(Point annotations for photos)
⟨

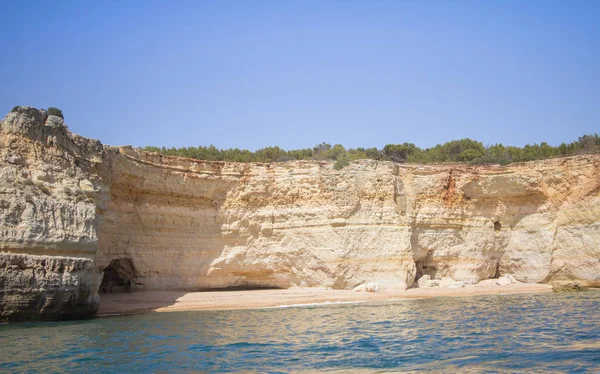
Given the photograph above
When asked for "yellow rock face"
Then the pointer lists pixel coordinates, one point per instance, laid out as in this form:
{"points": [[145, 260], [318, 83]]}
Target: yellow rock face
{"points": [[188, 224], [194, 224]]}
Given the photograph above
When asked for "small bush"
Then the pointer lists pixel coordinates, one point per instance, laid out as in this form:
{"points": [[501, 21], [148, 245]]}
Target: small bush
{"points": [[341, 163], [52, 111]]}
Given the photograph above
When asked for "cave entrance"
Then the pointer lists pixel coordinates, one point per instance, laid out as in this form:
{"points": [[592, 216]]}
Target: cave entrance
{"points": [[424, 269], [118, 276]]}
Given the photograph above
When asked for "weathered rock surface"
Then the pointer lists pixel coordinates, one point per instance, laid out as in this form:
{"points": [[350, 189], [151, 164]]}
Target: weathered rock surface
{"points": [[47, 288], [48, 222], [189, 224]]}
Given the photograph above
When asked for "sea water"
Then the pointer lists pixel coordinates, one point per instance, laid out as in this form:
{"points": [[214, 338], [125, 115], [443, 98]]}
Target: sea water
{"points": [[514, 333]]}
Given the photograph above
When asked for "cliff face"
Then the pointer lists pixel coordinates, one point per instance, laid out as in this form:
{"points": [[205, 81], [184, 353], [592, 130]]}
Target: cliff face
{"points": [[166, 222], [50, 196], [194, 224]]}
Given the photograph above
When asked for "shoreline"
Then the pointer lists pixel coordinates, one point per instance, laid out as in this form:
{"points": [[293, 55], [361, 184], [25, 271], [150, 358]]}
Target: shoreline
{"points": [[176, 301]]}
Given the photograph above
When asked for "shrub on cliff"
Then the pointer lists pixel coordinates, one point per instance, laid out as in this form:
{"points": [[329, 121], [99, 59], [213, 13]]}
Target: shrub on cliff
{"points": [[53, 111], [341, 163]]}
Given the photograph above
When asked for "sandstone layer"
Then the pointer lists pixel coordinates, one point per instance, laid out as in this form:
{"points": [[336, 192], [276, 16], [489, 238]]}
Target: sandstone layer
{"points": [[173, 223]]}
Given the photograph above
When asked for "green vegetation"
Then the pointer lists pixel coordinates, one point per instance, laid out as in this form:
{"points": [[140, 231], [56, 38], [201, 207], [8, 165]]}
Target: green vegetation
{"points": [[52, 111], [464, 150]]}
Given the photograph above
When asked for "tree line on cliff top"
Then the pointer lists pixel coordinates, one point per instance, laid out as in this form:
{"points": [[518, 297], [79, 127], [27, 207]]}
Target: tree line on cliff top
{"points": [[464, 150]]}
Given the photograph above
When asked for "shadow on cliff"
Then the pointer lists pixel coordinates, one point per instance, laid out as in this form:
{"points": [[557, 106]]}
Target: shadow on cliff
{"points": [[137, 302]]}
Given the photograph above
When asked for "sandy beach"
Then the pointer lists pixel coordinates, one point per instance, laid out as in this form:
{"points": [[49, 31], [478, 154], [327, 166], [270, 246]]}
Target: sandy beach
{"points": [[167, 301]]}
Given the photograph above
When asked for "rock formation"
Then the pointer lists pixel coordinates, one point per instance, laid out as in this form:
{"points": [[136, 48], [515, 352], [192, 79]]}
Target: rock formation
{"points": [[173, 223]]}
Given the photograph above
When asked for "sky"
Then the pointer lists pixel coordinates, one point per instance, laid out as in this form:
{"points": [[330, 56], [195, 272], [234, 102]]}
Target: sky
{"points": [[251, 74]]}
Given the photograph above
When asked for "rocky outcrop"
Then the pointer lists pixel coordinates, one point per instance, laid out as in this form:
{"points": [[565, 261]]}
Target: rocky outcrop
{"points": [[51, 193], [187, 224], [47, 288]]}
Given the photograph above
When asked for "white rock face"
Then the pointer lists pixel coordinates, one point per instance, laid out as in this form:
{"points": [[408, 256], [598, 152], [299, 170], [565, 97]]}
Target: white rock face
{"points": [[189, 224], [48, 223]]}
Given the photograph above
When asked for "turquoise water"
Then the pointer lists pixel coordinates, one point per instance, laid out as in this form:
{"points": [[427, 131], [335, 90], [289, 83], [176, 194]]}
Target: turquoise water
{"points": [[518, 333]]}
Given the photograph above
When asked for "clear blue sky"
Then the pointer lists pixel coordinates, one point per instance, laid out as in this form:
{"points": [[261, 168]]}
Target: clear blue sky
{"points": [[251, 74]]}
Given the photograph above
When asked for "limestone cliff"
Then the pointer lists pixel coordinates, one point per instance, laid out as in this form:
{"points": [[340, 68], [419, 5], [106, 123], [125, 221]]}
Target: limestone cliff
{"points": [[174, 223]]}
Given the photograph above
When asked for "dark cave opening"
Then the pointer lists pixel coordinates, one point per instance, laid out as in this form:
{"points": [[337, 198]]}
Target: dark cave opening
{"points": [[118, 276], [423, 269]]}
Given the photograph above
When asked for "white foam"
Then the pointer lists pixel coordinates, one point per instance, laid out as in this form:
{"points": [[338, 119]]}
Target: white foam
{"points": [[325, 303]]}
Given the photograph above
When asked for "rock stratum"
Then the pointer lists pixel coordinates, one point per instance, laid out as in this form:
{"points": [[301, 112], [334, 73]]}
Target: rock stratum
{"points": [[73, 210]]}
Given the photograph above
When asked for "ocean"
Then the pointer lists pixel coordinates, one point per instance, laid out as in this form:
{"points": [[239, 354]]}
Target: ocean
{"points": [[513, 333]]}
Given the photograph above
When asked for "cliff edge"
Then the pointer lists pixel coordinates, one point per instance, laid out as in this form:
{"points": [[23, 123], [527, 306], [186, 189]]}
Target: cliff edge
{"points": [[77, 217]]}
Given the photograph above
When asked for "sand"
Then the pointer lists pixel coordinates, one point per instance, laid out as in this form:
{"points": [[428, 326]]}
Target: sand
{"points": [[166, 301]]}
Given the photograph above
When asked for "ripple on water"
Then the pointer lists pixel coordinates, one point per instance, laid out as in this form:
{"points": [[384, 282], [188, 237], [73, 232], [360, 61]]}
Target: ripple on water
{"points": [[540, 333]]}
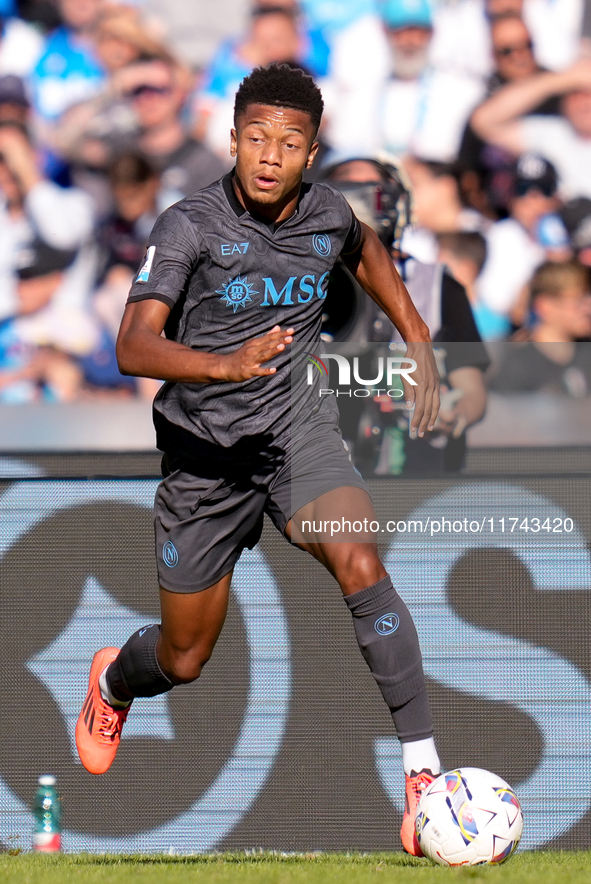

⟩

Count the rows that contain the string "layer". Reply with the number alone.

2